◆ Exercise aim: Every line below is to be quoted exactly, with nothing added or dropped.

◆ Material shown:

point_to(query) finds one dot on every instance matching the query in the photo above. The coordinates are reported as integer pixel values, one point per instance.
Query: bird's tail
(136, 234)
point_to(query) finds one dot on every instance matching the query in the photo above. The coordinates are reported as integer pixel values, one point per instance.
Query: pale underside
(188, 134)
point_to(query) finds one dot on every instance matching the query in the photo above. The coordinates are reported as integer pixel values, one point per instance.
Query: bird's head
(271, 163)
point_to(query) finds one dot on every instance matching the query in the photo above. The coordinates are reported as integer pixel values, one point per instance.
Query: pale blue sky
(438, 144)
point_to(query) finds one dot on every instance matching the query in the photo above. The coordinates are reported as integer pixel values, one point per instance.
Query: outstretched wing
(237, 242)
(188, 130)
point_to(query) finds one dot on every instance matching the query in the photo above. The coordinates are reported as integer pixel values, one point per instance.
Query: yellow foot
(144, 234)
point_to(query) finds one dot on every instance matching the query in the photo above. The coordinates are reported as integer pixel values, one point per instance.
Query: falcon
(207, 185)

◆ Expected answer:
point_to(query) finds one dot on every instance matching the query in the photo above. The coordinates are reported as integer pixel values, one point per instance.
Query: bird's tail
(136, 234)
point_to(query) finds one dot on every instance matching the query in the photo above. The coordinates are reported as integer pixel values, one point per instance.
Query: pale underside
(188, 134)
point_to(query) finds one dot on every instance matching the query in the photo above. The coordinates are reported as integer pixel values, one point per instance.
Query: bird's head
(271, 163)
point_to(query) finds one dot on every instance matching the query in the photo above. The coordinates are reported as integer pixel values, one point per instance.
Query: pale blue sky
(438, 144)
point_to(query) finds one dot on every instance matching the query in the photo above. The coordinates are reported as integer pixel values, one point per instance.
Query: outstretched wing
(237, 242)
(188, 130)
point_to(query) finds one dot on every instance matching the query in the photo above. The coordinates are reported as integer pixel values, one point per instance.
Query: yellow foot
(144, 234)
point_to(query) finds one dot on every instance matching the query in the photo above. The coordinates are reported as integer pixel values, one point per instance.
Query: falcon
(207, 185)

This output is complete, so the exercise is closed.